- **LISTED ENTRIES**
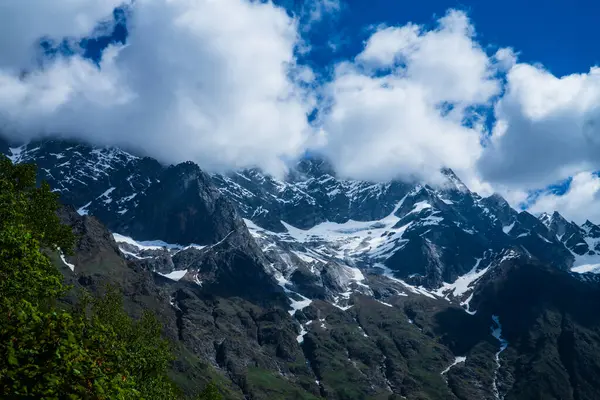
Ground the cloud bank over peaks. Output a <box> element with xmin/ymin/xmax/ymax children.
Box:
<box><xmin>2</xmin><ymin>2</ymin><xmax>600</xmax><ymax>223</ymax></box>
<box><xmin>0</xmin><ymin>0</ymin><xmax>316</xmax><ymax>177</ymax></box>
<box><xmin>527</xmin><ymin>172</ymin><xmax>600</xmax><ymax>224</ymax></box>
<box><xmin>313</xmin><ymin>10</ymin><xmax>505</xmax><ymax>184</ymax></box>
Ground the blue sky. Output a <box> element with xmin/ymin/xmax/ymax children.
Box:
<box><xmin>295</xmin><ymin>0</ymin><xmax>599</xmax><ymax>77</ymax></box>
<box><xmin>3</xmin><ymin>0</ymin><xmax>600</xmax><ymax>223</ymax></box>
<box><xmin>78</xmin><ymin>0</ymin><xmax>598</xmax><ymax>78</ymax></box>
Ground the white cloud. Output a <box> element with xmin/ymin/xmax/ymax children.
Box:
<box><xmin>0</xmin><ymin>0</ymin><xmax>315</xmax><ymax>177</ymax></box>
<box><xmin>527</xmin><ymin>172</ymin><xmax>600</xmax><ymax>224</ymax></box>
<box><xmin>493</xmin><ymin>48</ymin><xmax>517</xmax><ymax>72</ymax></box>
<box><xmin>0</xmin><ymin>0</ymin><xmax>123</xmax><ymax>69</ymax></box>
<box><xmin>303</xmin><ymin>0</ymin><xmax>341</xmax><ymax>27</ymax></box>
<box><xmin>356</xmin><ymin>24</ymin><xmax>421</xmax><ymax>68</ymax></box>
<box><xmin>0</xmin><ymin>46</ymin><xmax>131</xmax><ymax>118</ymax></box>
<box><xmin>478</xmin><ymin>64</ymin><xmax>600</xmax><ymax>190</ymax></box>
<box><xmin>315</xmin><ymin>10</ymin><xmax>504</xmax><ymax>182</ymax></box>
<box><xmin>3</xmin><ymin>1</ymin><xmax>600</xmax><ymax>222</ymax></box>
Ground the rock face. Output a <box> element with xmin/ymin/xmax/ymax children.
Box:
<box><xmin>470</xmin><ymin>255</ymin><xmax>600</xmax><ymax>400</ymax></box>
<box><xmin>7</xmin><ymin>137</ymin><xmax>600</xmax><ymax>399</ymax></box>
<box><xmin>121</xmin><ymin>161</ymin><xmax>243</xmax><ymax>245</ymax></box>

- **THE PROBLEM**
Everything in the data above should be set down again exactly, except the pictures.

- **FINISHED TASK**
Ground the cloud bank over peaks. Output a <box> element with xmin/ymin/xmax/ymax children.
Box:
<box><xmin>2</xmin><ymin>2</ymin><xmax>600</xmax><ymax>223</ymax></box>
<box><xmin>0</xmin><ymin>0</ymin><xmax>316</xmax><ymax>177</ymax></box>
<box><xmin>527</xmin><ymin>172</ymin><xmax>600</xmax><ymax>224</ymax></box>
<box><xmin>313</xmin><ymin>10</ymin><xmax>505</xmax><ymax>184</ymax></box>
Ground the blue sky. Output a <box> element with xmin/ymin/xmax/ymax children.
Box:
<box><xmin>295</xmin><ymin>0</ymin><xmax>599</xmax><ymax>77</ymax></box>
<box><xmin>3</xmin><ymin>0</ymin><xmax>600</xmax><ymax>223</ymax></box>
<box><xmin>78</xmin><ymin>0</ymin><xmax>598</xmax><ymax>78</ymax></box>
Ground the white cloud. Output a <box> element with xmin/ymin/xmax/ymax children.
Box:
<box><xmin>0</xmin><ymin>0</ymin><xmax>315</xmax><ymax>177</ymax></box>
<box><xmin>527</xmin><ymin>172</ymin><xmax>600</xmax><ymax>224</ymax></box>
<box><xmin>493</xmin><ymin>48</ymin><xmax>517</xmax><ymax>72</ymax></box>
<box><xmin>0</xmin><ymin>0</ymin><xmax>123</xmax><ymax>69</ymax></box>
<box><xmin>303</xmin><ymin>0</ymin><xmax>341</xmax><ymax>27</ymax></box>
<box><xmin>356</xmin><ymin>24</ymin><xmax>421</xmax><ymax>68</ymax></box>
<box><xmin>0</xmin><ymin>46</ymin><xmax>131</xmax><ymax>118</ymax></box>
<box><xmin>478</xmin><ymin>64</ymin><xmax>600</xmax><ymax>190</ymax></box>
<box><xmin>315</xmin><ymin>10</ymin><xmax>504</xmax><ymax>182</ymax></box>
<box><xmin>3</xmin><ymin>1</ymin><xmax>600</xmax><ymax>222</ymax></box>
Ground the rock face. Output a <box> element with xmin/ymin/xmax/ymax children.
Box:
<box><xmin>470</xmin><ymin>255</ymin><xmax>600</xmax><ymax>400</ymax></box>
<box><xmin>7</xmin><ymin>137</ymin><xmax>600</xmax><ymax>399</ymax></box>
<box><xmin>121</xmin><ymin>161</ymin><xmax>243</xmax><ymax>245</ymax></box>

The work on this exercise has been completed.